Alıntı:

▼

1. Taraflarca Getirilme İlkesi (Taraf İlkesinin Bir Unsuru)

HMK m.25'te düzenlenmiştir.

 

Taraflar, iddia ve savunmalarını serbestçe ileri sürer. Mahkeme, tarafların getirmediği bir olguyu resen dikkate alamaz.

 

Deliller de taraflarca getirilir (istisnalar hariç).

 

2. Yargılamanın İki Taraflılığı İlkesi

Taraflar, davaya ilişkin beyanlarını birbirlerinin bilgisi dahilinde verir.

 

Mahkeme kararlarını, her iki tarafın görüşünü dinledikten sonra verir.

 

Anayasa m.36 kapsamında “adil yargılanma” hakkının bir parçasıdır.

 

3. Hukuki Dinlenilme Hakkı

HMK m.27'de düzenlenmiştir.

 

Tarafların;

 

Dava ve savunma hakkı,

 

Mahkemeye açıklama ve delil sunma hakkı,

 

Mahkemenin sunduklarını dikkate alma yükümlülüğü vardır.

 

4. Dürüstlük İlkesi

HMK m.29.

 

Taraflar yargılama sırasında dürüst davranmak ve gerçeğe uygun beyanda bulunmak zorundadır.

 

Kötü niyetli davranışlar yaptırıma tabi tutulabilir.

 

5. Usul Ekonomisi İlkesi

HMK m.30.

 

Dava mümkün olan en az masraf ve emekle, makul sürede ve etkin şekilde çözülmelidir.

 

Mahkeme, davayı uzatacak işlemlerden kaçınmalı.

 

6. Tasarruf İlkesi

Taraflar davayı açmakta, konusunu ve kapsamını belirlemekte özgürdür.

 

Mahkeme, davayı tarafların talebiyle açabilir, taraflar istemediği sürece dava genişletilemez.

 

En çok borç ilişkileri ve alacak davalarında geçerlidir.

 

7. Re'sen Araştırma Yasağı (İstisnai Re'sen Araştırma)

▲

Ham Veriler:

▼

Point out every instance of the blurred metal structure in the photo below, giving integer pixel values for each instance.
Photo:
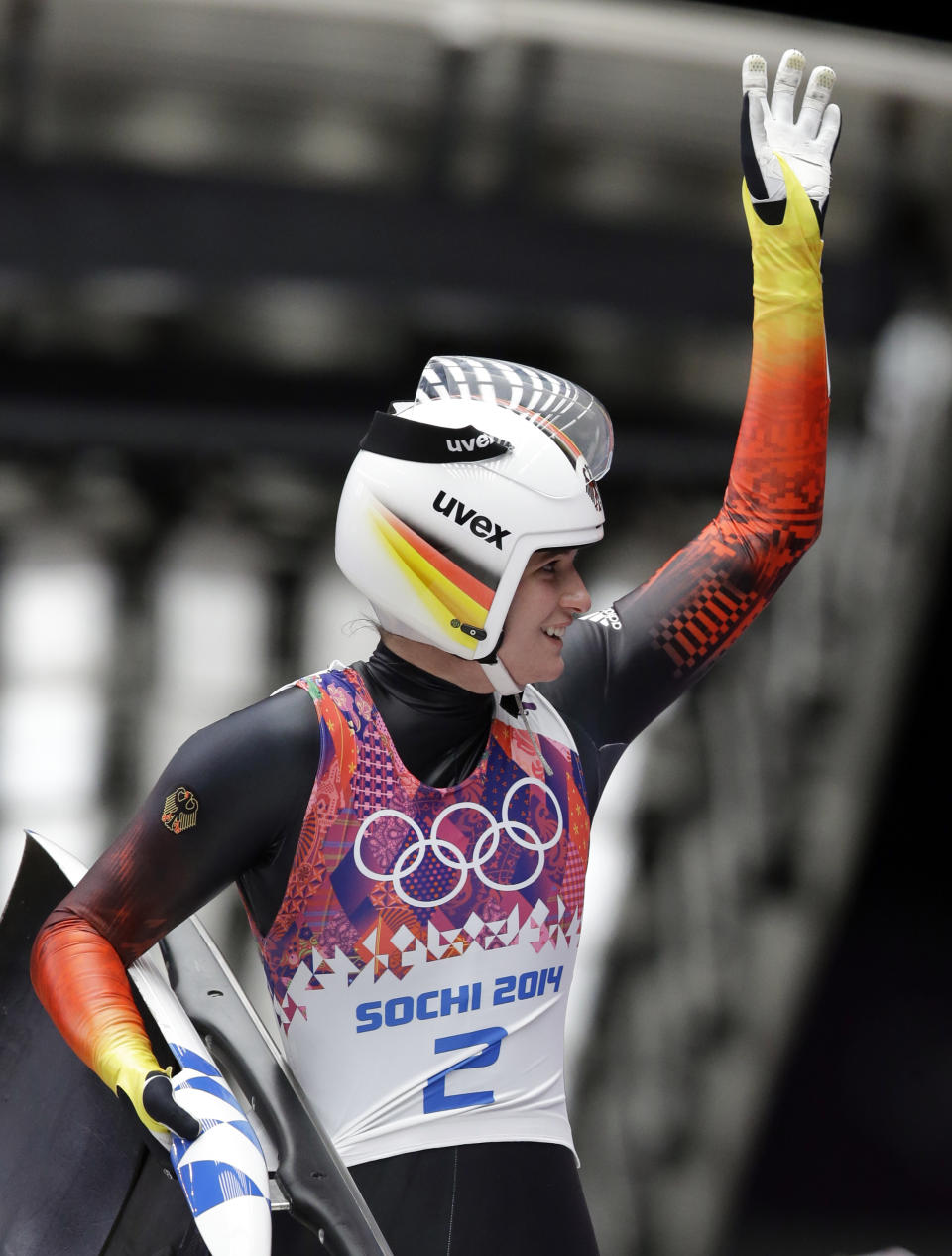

▲

Yapılacak İşlemler:
**A.** Medeni usul ilkeleriyle ilgili alıntıdan bir bölümü yazın: “HMK m.25'te düzenlenmiştir.” sözcüklerinin geçtiği yerden başlayın, “getirilir (istisnalar hariç).” sözcüklerinden sonra durun.
**B.** Alıntıya dayanarak şu soruları yanıtlayın:
(i) Hukuki dinlenilme hakkı HMK'nın hangi maddesinde düzenlenmiştir?
(ii) Usul ekonomisi ilkesine göre dava nasıl çözülmelidir?
(iii) Tasarruf ilkesi en çok hangi alanlarda geçerlidir?

Alıştırma Yanıtları:
**A.**
HMK m.25'te düzenlenmiştir.

 

Taraflar, iddia ve savunmalarını serbestçe ileri sürer. Mahkeme, tarafların getirmediği bir olguyu resen dikkate alamaz.

 

Deliller de taraflarca getirilir (istisnalar hariç).

**B.**
(i) HMK m.27'de.
(ii) Mümkün olan en az masraf ve emekle, makul sürede ve etkin şekilde.
(iii) Borç ilişkilerinde ve alacak davalarında.